(Records from a collection)
━━━━━━━━━━━━━━━━━━━━

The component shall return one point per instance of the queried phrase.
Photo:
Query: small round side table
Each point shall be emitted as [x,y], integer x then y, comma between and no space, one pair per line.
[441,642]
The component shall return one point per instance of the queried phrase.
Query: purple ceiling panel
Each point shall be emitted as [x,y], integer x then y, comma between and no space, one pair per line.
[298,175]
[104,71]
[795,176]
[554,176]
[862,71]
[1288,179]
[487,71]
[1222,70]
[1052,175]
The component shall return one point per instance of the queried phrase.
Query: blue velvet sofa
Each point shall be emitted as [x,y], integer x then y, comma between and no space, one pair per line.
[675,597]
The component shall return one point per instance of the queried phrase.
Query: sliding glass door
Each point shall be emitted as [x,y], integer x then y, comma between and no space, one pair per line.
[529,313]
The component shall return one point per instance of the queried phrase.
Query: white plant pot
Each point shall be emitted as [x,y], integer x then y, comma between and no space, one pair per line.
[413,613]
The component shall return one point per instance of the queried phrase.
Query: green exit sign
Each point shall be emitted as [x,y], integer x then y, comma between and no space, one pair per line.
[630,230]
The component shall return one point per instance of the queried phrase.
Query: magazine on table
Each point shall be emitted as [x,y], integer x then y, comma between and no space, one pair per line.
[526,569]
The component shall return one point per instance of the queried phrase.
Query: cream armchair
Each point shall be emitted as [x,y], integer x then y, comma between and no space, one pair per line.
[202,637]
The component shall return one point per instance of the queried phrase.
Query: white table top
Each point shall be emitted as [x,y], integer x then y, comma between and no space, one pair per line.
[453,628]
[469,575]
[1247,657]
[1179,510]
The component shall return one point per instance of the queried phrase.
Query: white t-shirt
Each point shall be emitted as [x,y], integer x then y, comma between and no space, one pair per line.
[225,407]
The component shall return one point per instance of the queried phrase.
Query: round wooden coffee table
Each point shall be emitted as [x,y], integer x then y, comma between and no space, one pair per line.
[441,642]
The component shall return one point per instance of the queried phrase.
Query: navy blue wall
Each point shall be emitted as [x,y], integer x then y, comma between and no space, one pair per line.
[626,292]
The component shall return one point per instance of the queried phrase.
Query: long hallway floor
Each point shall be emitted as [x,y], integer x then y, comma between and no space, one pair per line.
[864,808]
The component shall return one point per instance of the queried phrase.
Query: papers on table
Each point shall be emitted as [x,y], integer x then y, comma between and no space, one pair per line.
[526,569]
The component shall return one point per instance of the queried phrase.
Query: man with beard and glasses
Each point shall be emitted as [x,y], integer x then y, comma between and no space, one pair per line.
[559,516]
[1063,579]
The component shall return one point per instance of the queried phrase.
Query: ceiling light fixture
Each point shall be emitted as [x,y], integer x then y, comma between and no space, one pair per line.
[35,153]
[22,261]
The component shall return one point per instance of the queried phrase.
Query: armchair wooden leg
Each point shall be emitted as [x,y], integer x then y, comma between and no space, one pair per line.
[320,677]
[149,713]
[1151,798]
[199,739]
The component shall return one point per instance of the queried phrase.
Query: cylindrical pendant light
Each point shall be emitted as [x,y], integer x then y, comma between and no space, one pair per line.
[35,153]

━━━━━━━━━━━━━━━━━━━━

Write down, word for word, the lines above from the one containing "Query: white table top" through the one containing "Query: round wooden coffee table", both ends included.

**Your response**.
Query: white table top
Each point shall be emitted as [x,y], integer x then y, comma between and no space, one pair per line.
[453,628]
[469,575]
[1247,657]
[1179,510]
The component shall return one point per instance of the queried phrase.
Query: white t-shirt
Each point shall be emitted as [x,y], integer x then y, comma between and no space, one pair per line.
[225,407]
The component shall return one point per instance of the queried phrase.
Query: round wooden coffee table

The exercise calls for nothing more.